#### Activities
1. Reproduce the passage of the damages study notes, starting at the words "(b)Suggestion: Rava argues" and ending after "to grind wheat?".
2. Carry on the study notes on liability for damage from the point where they end.

#### Text segment
------------------------------------------------------------------------
1)DAMAGE IN THE PREMISES OF A THIRD PARTY (cont.)

(a)Question: Why should Levi's liability depend on whether or not Shimon had permission?!

(b)Answer: If Shimon had permission, it is as if the damage was in the victim's premises, where Shen is liable. If he had no permission, it is like Shen in a Reshus ha'Rabim, which is exempt.

(c)Answer #2 (to Question 5:a, 47b - Beraisa): If Shimon brought his ox into Reuven's yard without permission and Levi's ox damaged it, he is exempt;

1.If Shimon had permission to bring them in, he is liable.

2.Question: Who is exempt or liable?

i.Suggestion: Reuven is.

(d)Rejection: No, Levi is.

(e)Question: Why should Levi's liability depend on whether Shimon had permission or not?! (Here we discuss Keren, which is liable even in Reshus ha'Rabim!)

(f)Answer: The Beraisa is like R. Tarfon, who says that Keren in the victim's premises pays full damage. If Shimon had permission, it is as if the damage to be in the victim's premises; without permission, it is like Keren in a Reshus ha'Rabim, which pays half-damage. ('Exempt' in the Beraisa means 'from paying full damage.')

2)RESPONSIBILITY TO GUARD THE HOST'S ANIMALS

(a)A case occurred in which a woman came to Reuven's house to bake. Reuven's goat ate her dough, got sick and died. Rava obligated her to pay.

(b)Suggestion: Rava argues with Rav (who says that the animal should not have eaten).

(c)Rejection: No. Rav discusses one who enters without permission. He does not accept responsibility to guard (his host's animals) from being damaged;

1.Here, she entered with permission. She accepted to guard Reuven's animals from damage.

(d)Question: Why is this different than the woman who entered Reuven's premises, without permission, to grind wheat?

1.If Reuven's animal ate her wheat, he is exempt. If his animal was damaged, she is liable.

2.(Inference): Had she entered with permission, she would be exempt!

(e)Answer: Grinding does not require privacy, so Reuven is responsible to guard his animals from eating her wheat;

1.Baking requires privacy (her arms become exposed), so Reuven cannot be there. She is responsible to guard his animals.

3)ENTERING WITHOUT PERMISSION

(a)(Mishnah): If Shimon brought his ox into Reuven's yard...

(b)(Rava): If Shimon brought his ox into Reuven's yard without permission, and it dug pits in the yard, Shimon pays for damage to the yard, Reuven is liable for things that fall in the pit (if he makes his yard Hefker).

1.Even though one is liable "when a man will dig a pit", and not when an ox will dig a pit, here, Reuven is liable because he should have filled them in;

2.Since he did not fill them in, it is as if he dug them.

(c)(Rava): If Shimon brought his ox into Reuven's yard without permission, and it damaged Reuven, or Reuven was damaged on it, Shimon is liable. If it Ravatz (crouched), he is exempt.

(d)Question: Why does crouching exempt Shimon?!

(e)Answer (Rav Papa): Ravatz means that it Hirbitz Gelalim (excreted), and Reuven's clothing was dirtied.

1.The excrement is like a pit. A pit is exempt for Kelim.
------------------------------------------------------------------------
#### Data below
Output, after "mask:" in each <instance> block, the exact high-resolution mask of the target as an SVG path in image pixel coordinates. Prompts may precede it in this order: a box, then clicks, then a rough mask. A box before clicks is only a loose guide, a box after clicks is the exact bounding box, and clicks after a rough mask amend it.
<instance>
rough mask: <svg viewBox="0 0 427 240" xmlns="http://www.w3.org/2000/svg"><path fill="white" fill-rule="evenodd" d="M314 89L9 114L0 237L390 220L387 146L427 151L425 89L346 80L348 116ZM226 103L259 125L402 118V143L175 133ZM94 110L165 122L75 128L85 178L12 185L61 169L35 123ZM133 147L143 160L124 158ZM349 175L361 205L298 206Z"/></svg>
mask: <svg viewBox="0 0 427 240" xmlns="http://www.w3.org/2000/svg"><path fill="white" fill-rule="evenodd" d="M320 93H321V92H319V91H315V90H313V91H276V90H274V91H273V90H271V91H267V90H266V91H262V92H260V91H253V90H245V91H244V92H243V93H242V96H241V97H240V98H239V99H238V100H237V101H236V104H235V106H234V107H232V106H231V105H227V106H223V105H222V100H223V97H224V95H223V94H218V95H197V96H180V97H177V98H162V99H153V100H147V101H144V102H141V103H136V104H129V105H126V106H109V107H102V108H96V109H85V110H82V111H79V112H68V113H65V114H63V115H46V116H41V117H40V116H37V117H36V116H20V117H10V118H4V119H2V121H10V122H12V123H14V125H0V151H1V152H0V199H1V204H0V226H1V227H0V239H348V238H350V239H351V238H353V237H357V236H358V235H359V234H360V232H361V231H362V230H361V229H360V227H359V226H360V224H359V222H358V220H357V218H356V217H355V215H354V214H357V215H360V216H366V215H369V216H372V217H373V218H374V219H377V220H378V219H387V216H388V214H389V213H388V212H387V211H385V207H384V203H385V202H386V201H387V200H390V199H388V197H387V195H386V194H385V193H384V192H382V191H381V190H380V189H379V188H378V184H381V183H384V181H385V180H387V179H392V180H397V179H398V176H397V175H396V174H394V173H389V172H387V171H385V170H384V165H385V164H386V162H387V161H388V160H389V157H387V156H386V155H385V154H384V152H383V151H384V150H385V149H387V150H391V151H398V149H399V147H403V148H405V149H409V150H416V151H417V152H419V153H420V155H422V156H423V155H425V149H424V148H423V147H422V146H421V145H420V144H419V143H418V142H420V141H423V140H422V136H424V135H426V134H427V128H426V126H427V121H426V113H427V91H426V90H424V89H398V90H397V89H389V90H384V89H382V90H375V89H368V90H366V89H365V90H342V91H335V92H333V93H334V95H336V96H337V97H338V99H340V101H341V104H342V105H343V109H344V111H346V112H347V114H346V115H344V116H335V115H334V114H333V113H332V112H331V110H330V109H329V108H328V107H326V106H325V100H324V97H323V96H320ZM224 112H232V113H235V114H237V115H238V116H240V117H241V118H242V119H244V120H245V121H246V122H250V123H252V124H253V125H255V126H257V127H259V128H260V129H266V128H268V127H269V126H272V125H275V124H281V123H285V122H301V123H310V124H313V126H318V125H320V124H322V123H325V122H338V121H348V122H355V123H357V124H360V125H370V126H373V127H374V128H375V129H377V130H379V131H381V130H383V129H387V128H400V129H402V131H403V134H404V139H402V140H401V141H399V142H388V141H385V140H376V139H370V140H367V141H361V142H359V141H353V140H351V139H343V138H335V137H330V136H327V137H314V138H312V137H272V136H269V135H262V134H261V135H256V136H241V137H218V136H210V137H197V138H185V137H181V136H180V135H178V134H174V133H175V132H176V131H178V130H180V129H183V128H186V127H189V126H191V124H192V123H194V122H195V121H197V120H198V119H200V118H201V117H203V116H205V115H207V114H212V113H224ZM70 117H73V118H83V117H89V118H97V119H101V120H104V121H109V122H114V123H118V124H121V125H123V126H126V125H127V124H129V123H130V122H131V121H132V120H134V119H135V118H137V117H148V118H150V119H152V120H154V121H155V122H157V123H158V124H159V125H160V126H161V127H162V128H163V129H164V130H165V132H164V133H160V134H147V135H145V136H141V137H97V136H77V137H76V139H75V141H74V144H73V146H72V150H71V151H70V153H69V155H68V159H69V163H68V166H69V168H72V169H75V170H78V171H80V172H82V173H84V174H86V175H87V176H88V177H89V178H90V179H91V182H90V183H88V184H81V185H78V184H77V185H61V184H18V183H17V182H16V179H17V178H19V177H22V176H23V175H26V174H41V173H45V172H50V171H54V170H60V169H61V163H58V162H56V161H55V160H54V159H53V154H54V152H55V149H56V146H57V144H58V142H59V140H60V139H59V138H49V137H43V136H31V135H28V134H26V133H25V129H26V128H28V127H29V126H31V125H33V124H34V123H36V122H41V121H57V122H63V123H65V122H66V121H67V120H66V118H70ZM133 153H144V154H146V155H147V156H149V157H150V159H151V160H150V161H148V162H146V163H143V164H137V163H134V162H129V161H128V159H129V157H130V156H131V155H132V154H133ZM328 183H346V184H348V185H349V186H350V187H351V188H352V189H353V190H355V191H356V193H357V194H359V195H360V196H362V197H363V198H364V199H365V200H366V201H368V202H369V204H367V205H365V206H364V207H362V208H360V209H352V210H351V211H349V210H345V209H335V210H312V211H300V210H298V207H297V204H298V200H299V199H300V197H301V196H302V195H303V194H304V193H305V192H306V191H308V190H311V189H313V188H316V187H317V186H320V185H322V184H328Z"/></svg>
------------------------------------------------------------------------
#### Answers given
1.
(b)Suggestion: Rava argues with Rav (who says that the animal should not have eaten).

(c)Rejection: No. Rav discusses one who enters without permission. He does not accept responsibility to guard (his host's animals) from being damaged;

1.Here, she entered with permission. She accepted to guard Reuven's animals from damage.

(d)Question: Why is this different than the woman who entered Reuven's premises, without permission, to grind wheat?

2.
(f)Question: This is like Shmuel, who says that all obstacles are like a pit;

1.Rav says that they are like a pit only if he makes them Hefker. If not, they are as his ox. An ox is liable for Kelim!

(g)Answer: We assume that people make excrement Hefker.

(h)(Rava): If Shimon entered Reuven's yard without permission and he damaged Reuven, or Reuven was damaged through him, Shimon is liable. If Reuven damaged him, he is exempt.

(i)(Rav Papa): This is only if Reuven did not know that Shimon was there. If he knew, Reuven is liable.

(j)Question: What is the reason?

(k)Answer: Granted, Reuven may tell Shimon to leave, but he may not damage him.

(l)This is like Rava or Rav Papa said elsewhere.

48b----------------------------------------48b

1.(Rava or Rav Papa): If two people were both acting in a permitted way or both in a forbidden way and (actively) damaged each other, they are liable;

i.If they got hurt through each other, they are exempt.

2.(Inference): This is because they were both the same. If only one had permission, he is exempt and the other is liable.

4)FALLING IN A PIT

(a)(Mishnah): If the ox fell into Reuven's pit and dirtied the water...

(b)(Rava): This is only when it dirtied the water when it fell. If it dirtied it after it fell, he is exempt.

(c)Question: What is the reason?

(d)Answer: After falling, the ox is (a stationary damager) like a pit, and the water is like Kelim. A pit is exempt for Kelim.

(e)Question: This is like Shmuel, who says that all obstacles are like a pit;

1.Rav says that they are like a pit only if he makes them Hefker. If not, they are like his ox. Oxen are liable for Kelim!

(f)Retraction (Rava): This is only when its body dirtied the water. If it died in the pit and the rotting carcass imparted a bad smell to the water, he is exempt.

(g)Question: What is the reason?

(h)Answer: This is mere Gerama (causing damage).

(i)(Mishnah): If his father or son was inside, he pays Kofer.

(j)Question: Why does he pay Kofer? The ox is Tam (to kill this way)!

(k)Answer #1 (Rav): The case it, it is Mu'ad to fall on people in pits.

1.Question: If so, it should have been stoned already!

2.Answer (Rav Yosef): It saw food in the pit (i.e. it did not intend to kill).

(l)Answer #2 (Shmuel): The Mishnah is like R. Yosi ha'Glili, who says that a Tam pays half-Kofer.

(m)(Ula): R. Yosi ha'Glili holds like R. Tarfon, who says that Keren pays full damage in the victim's premises. Likewise, it pays full Kofer in the victim's premises.

(n)Question: According to Ula, we understand why the Mishnah discusses the father or son (so that it was the victim's premises).

1.Question: According to Shmuel, why did it specify the father or son?

(o)Answer: It gave a typical case.

5)ACCEPTANCE OF RESPONSIBILITY

(a)(Mishnah): If he entered with permission...

(b)(Rav): The Halachah follows the first Tana.

(c)(Shmuel): The Halachah follows Rebbi.

(d)(Beraisa): If Shimon told Reuven 'bring in your ox and guard it', and if it damaged, Reuven is liable. If it was damaged, Shimon is exempt;

1.If he said 'bring in your ox and I will guard it', if it was damaged, Shimon is liable. If it damaged, Reuven is exempt.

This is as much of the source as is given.